▶ **Data section**:
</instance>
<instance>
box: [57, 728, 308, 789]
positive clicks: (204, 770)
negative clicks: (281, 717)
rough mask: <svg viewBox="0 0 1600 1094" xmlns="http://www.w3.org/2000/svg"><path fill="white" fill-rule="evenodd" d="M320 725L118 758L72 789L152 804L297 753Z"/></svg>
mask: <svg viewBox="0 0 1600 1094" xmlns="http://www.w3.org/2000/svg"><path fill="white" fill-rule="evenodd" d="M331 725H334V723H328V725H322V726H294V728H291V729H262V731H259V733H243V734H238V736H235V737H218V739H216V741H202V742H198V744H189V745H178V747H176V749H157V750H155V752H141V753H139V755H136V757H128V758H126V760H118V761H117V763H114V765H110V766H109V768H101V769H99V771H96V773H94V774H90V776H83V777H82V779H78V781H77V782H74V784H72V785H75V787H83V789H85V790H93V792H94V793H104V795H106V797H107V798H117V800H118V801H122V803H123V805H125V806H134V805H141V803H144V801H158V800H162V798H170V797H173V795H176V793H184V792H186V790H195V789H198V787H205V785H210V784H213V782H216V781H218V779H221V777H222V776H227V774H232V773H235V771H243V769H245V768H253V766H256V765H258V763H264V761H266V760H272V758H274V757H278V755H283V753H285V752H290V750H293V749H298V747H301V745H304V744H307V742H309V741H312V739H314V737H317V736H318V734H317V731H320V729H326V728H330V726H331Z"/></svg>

...

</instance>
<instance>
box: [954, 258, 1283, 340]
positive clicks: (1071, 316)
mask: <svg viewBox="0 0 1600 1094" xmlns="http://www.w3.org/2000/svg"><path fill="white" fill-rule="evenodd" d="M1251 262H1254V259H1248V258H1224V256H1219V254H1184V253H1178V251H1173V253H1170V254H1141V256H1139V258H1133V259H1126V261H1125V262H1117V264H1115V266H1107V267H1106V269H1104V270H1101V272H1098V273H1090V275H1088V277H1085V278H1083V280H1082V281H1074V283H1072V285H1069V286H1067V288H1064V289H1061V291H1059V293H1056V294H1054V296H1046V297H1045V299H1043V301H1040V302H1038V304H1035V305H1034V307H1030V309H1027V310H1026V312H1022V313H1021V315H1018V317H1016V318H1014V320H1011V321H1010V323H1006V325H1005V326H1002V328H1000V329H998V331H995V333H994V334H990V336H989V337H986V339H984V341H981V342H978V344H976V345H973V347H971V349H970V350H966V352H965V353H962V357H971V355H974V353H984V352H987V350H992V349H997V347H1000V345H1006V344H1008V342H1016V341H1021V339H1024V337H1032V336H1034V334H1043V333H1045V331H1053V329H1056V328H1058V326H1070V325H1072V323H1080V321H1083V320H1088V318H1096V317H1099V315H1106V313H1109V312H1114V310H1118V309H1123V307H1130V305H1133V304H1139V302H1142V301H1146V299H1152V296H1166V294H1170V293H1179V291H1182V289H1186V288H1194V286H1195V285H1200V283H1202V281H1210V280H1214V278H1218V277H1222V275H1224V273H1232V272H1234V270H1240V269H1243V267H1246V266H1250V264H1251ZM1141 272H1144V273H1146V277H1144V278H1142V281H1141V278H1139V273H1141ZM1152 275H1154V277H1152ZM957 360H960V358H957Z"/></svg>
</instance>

▶ **What you are asked to do**:
Set down, from the entries above, exactly the lines from the one with "box: [57, 728, 308, 789]" up to and including the one with "negative clicks: (281, 717)", and no other lines.

▶ **Solved exercise**:
box: [57, 728, 308, 789]
positive clicks: (204, 770)
negative clicks: (281, 717)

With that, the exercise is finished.